§ TASK GOAL: Verbatim output of all the material below is required.

§ Rows from a dataset:
□ □ □ □ □

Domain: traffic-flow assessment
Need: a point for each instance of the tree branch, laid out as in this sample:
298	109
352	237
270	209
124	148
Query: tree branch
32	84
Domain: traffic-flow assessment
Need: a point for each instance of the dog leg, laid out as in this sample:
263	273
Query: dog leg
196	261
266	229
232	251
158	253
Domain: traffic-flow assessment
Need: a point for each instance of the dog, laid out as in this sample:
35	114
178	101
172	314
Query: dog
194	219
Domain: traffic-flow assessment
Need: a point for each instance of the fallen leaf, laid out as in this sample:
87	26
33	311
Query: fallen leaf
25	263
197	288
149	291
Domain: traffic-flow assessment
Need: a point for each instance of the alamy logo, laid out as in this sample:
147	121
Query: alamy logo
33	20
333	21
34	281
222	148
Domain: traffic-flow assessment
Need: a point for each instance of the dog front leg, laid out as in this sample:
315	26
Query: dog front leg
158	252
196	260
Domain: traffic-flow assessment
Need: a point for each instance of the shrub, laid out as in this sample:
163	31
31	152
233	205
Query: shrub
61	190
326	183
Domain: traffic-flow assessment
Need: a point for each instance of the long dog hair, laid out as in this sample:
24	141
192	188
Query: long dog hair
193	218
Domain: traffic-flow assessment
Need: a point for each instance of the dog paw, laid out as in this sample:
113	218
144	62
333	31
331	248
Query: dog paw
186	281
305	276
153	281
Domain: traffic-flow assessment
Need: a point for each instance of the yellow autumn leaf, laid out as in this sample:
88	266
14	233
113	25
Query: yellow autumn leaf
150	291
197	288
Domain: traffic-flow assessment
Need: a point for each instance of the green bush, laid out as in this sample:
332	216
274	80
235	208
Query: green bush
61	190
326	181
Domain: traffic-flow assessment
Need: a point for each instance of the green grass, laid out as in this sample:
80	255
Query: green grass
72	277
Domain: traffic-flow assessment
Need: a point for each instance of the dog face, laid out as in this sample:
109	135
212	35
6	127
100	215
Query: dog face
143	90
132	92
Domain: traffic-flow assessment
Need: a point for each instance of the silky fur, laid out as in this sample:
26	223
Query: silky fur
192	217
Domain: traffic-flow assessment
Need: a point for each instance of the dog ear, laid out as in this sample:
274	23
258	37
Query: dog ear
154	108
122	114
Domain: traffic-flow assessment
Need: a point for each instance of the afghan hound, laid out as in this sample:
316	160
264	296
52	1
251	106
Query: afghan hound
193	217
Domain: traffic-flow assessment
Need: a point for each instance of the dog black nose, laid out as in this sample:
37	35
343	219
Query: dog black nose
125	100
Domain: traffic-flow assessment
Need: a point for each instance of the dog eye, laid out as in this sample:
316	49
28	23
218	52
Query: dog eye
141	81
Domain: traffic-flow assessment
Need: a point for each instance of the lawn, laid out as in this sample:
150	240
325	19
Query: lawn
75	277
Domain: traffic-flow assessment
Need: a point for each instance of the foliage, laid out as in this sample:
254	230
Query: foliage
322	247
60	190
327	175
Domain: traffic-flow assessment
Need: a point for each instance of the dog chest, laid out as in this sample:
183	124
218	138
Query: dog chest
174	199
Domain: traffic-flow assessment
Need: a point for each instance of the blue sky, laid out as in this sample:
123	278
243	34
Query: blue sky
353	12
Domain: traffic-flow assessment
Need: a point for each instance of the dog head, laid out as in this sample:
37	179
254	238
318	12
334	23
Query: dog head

□ □ □ □ □

§ ANSWER TO THE TASK:
Domain: traffic-flow assessment
Need: a point for each instance of the tree branch, laid out as in this sample:
298	109
352	237
270	209
124	148
Query: tree branch
32	84
Domain: traffic-flow assessment
Need: a point for each instance of the dog leg, laid out as in this sample:
263	273
Query: dog leg
196	261
266	229
232	251
158	253
Domain: traffic-flow assessment
Need: a point for each instance of the dog, laid out as in this sample:
35	114
178	101
172	314
Query: dog
194	219
Domain: traffic-flow assessment
Need: a point for each instance of the fallen leaf, laid out as in this sample:
87	26
33	311
Query: fallen leaf
25	263
197	288
149	291
Domain: traffic-flow assessment
Need: a point for each instance of the alamy logo, laid out as in this sample:
147	121
Query: alamy logo
33	20
333	21
34	281
222	148
Domain: traffic-flow assessment
Need: a point for each instance of the dog front leg, laid out as in this sample:
315	26
Query: dog front leg
158	252
196	260
Domain: traffic-flow assessment
Need: a point for each instance of the shrub, laid out as in this sample:
163	31
31	152
233	205
Query: shrub
61	190
326	183
Domain: traffic-flow assessment
Need: a point for each instance of the long dog hair, laid out as in this sample:
24	141
192	188
Query: long dog hair
193	218
Domain: traffic-flow assessment
Need: a point for each instance of the dog paw, laid out as in this sample:
113	218
144	62
333	31
331	248
Query: dog paw
186	281
305	276
153	281
Domain: traffic-flow assessment
Need: a point for each instance of the yellow autumn leaf, laid out as in this sample:
88	266
14	233
113	25
Query: yellow autumn leaf
150	291
197	288
Domain: traffic-flow assessment
Need: a point for each instance of the green bush, laid out as in this sample:
332	216
274	80
235	208
Query: green bush
61	190
326	181
Domain: traffic-flow assessment
Need: a point for each instance of the green grass, laid out as in this sample:
80	255
Query: green grass
72	277
Domain: traffic-flow assessment
Need: a point for each instance of the dog face, laid out as in this sample:
109	135
212	35
6	127
100	215
Query: dog face
143	90
132	92
Domain: traffic-flow assessment
Need: a point for each instance of the silky fur, laid out as in this sample:
26	223
Query: silky fur
192	217
Domain: traffic-flow assessment
Need: a point for each instance of the dog ear, laid out as in this sample:
274	23
258	37
Query: dog ear
154	108
122	114
Domain: traffic-flow assessment
Need: a point for each instance of the afghan hound, laid out as in this sample:
316	160
264	296
52	1
251	106
Query: afghan hound
193	217
Domain: traffic-flow assessment
Need: a point for each instance of the dog black nose, laid out as in this sample:
37	35
343	219
Query: dog black nose
125	100
Domain: traffic-flow assessment
Need: a point for each instance of the dog eye, laid out as in this sample:
316	49
28	23
218	52
Query: dog eye
141	81
Domain: traffic-flow assessment
Need: a point for each instance of the lawn, laid out as in this sample:
150	240
325	19
Query: lawn
75	277
Domain: traffic-flow assessment
Need: a point for each instance of the foliage, laid out as in this sample:
254	230
Query: foliage
322	247
60	190
327	175
Domain: traffic-flow assessment
Need: a point for each instance of the dog chest, laid out as in this sample:
183	124
218	138
Query: dog chest
174	199
Domain: traffic-flow assessment
Need: a point for each instance of the blue sky, laid out as in this sample:
123	278
243	34
Query: blue sky
353	12
Domain: traffic-flow assessment
Need: a point for each instance of the dog head, laid out as in this sample:
37	179
254	238
318	12
334	23
Query: dog head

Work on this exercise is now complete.